■ About this task ■
Your reply should reproduce each entry exactly and contain no pictures.

■ Data extracts ■
--
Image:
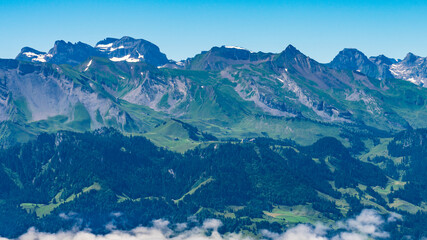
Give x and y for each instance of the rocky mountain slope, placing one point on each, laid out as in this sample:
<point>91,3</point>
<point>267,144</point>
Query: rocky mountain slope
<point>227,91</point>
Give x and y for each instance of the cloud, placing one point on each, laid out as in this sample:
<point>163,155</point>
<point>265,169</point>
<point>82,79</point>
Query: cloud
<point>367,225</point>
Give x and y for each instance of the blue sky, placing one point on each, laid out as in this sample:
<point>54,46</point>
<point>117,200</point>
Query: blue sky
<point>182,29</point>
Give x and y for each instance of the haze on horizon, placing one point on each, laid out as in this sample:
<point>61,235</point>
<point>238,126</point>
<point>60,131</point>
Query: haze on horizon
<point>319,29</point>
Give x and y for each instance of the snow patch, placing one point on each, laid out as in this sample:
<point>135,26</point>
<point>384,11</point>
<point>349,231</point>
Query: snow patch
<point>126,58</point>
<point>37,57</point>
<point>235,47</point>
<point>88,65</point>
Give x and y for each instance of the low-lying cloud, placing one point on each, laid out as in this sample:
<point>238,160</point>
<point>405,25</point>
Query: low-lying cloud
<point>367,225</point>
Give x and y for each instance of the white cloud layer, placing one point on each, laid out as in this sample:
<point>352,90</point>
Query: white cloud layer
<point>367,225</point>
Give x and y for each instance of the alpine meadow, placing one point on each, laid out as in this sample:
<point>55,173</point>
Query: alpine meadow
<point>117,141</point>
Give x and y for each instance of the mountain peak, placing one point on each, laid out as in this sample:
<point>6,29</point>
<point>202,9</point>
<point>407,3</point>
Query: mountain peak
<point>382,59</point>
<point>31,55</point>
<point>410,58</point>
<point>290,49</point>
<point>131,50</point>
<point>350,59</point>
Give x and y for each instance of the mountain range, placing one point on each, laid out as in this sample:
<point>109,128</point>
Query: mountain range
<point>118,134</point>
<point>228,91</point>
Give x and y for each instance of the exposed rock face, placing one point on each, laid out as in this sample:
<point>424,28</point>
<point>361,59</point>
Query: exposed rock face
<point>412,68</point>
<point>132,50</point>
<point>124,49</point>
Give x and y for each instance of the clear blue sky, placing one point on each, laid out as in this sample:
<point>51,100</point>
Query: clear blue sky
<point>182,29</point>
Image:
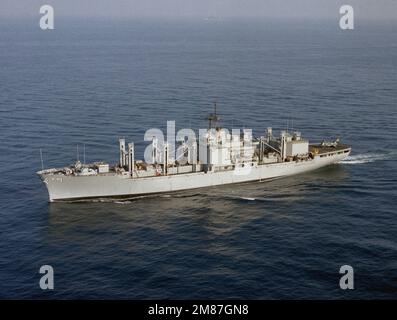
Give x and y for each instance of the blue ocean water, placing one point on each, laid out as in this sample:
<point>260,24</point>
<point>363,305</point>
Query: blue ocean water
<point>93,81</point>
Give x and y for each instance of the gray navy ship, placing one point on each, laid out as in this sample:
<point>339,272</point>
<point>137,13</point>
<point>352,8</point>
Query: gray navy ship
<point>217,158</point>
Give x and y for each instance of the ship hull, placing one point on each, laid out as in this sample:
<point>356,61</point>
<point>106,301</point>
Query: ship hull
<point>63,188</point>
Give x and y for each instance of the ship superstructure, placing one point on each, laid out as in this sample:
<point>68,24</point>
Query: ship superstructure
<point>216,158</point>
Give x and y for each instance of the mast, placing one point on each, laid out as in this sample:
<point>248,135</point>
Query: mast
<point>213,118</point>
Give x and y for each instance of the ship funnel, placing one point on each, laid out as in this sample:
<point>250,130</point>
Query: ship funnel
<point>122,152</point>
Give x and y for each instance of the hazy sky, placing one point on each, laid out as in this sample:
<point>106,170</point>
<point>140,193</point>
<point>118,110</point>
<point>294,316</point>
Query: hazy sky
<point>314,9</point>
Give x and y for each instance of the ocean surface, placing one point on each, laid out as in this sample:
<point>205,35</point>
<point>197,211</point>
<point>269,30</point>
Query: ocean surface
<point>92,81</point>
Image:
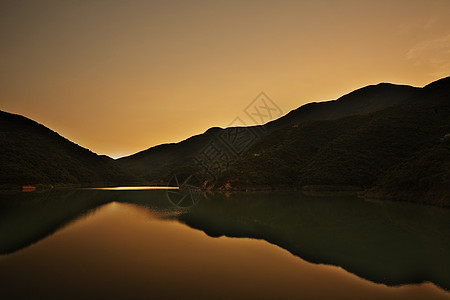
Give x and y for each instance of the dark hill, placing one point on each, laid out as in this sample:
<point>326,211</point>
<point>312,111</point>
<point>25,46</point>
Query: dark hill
--
■ Your solution ■
Image:
Give x and y for each instance of the rocky mountain slope, placing one point on each, laid out as in this sample:
<point>91,3</point>
<point>267,144</point>
Query: rocky mountain slope
<point>227,91</point>
Give x and y for each instance of the cloud, placing one point on each, laid out as in this sample:
<point>163,155</point>
<point>265,169</point>
<point>82,79</point>
Query: cloud
<point>367,225</point>
Give x and y for each instance of the blue sky, placing one point on each, laid out as in this sample:
<point>54,46</point>
<point>117,200</point>
Query: blue sky
<point>182,29</point>
Give x and y for each instance of the haze on horizon, placing one point on each, laid out as in this sample:
<point>61,235</point>
<point>238,126</point>
<point>60,131</point>
Query: haze on horizon
<point>319,29</point>
Give x and y for each instance of the snow patch, placing one point on each, laid out as in this sample:
<point>135,26</point>
<point>384,11</point>
<point>349,231</point>
Query: snow patch
<point>126,58</point>
<point>37,57</point>
<point>235,47</point>
<point>88,65</point>
Give x and y for each instance of the low-lying cloud, placing one point on each, laid out as in this sample:
<point>238,160</point>
<point>405,25</point>
Query: low-lying cloud
<point>367,225</point>
Give x and y for each instance of the white cloud layer, placing one point on each, laid out as in this sample:
<point>352,90</point>
Query: white cloud layer
<point>367,225</point>
Give x and y for each instance of the alpine meadow, placing one point on each, laid out as in this sample:
<point>55,173</point>
Query: alpine meadow
<point>117,141</point>
Give x and y for each instance of the mountain peak, placing one point on each, laid out as in this sample:
<point>6,29</point>
<point>202,9</point>
<point>407,3</point>
Query: mountain peak
<point>382,59</point>
<point>31,55</point>
<point>410,58</point>
<point>290,49</point>
<point>131,50</point>
<point>350,59</point>
Give x and y for each instance of the mountain range, placing one point on each, laid out as in this sample:
<point>109,128</point>
Query: mountain range
<point>118,134</point>
<point>228,91</point>
Give x and y for each instance of the exposed rock face, placing one point on each, laid out as in this sample:
<point>424,28</point>
<point>361,59</point>
Query: exposed rock face
<point>412,68</point>
<point>132,50</point>
<point>124,49</point>
Give x and y for each instance of the clear blue sky, placing one point on each, laid out as in this sample:
<point>51,100</point>
Query: clear blue sky
<point>182,29</point>
Image:
Give x and y for each instance of the blue ocean water, placing one point on each, laid out as in this sample:
<point>260,24</point>
<point>363,305</point>
Query: blue ocean water
<point>93,81</point>
Give x and y for each instance of the gray navy ship, placing one point on each, laid out as in this sample:
<point>339,272</point>
<point>137,13</point>
<point>352,8</point>
Query: gray navy ship
<point>217,158</point>
Give x and y for each instance of the ship hull, placing one point on each, laid out as in this sample:
<point>356,61</point>
<point>106,301</point>
Query: ship hull
<point>63,188</point>
Give x and y for each instance of the ship superstructure, placing one point on each, laid out as in this sample:
<point>68,24</point>
Query: ship superstructure
<point>216,158</point>
Give x and y for each instance of the mast, placing one point on each, laid out as in this sample:
<point>248,135</point>
Query: mast
<point>213,118</point>
Give x and y for each instance of the ship funnel, placing one point on each, laid out as in this sample:
<point>250,130</point>
Query: ship funnel
<point>122,152</point>
Give x and y for each instance of the hazy sky, placing one point on each, laid out as in this sample:
<point>106,170</point>
<point>140,193</point>
<point>118,110</point>
<point>294,316</point>
Query: hazy sky
<point>314,9</point>
Give x and y for each instance of the ocean surface, placing one point on each, laid out as in this sample:
<point>205,35</point>
<point>197,211</point>
<point>269,30</point>
Query: ocean surface
<point>92,81</point>
Image:
Give x and y for each instance of the dark hill, placing one point on each, laid out as in this sample:
<point>326,211</point>
<point>312,111</point>
<point>25,46</point>
Query: dark hill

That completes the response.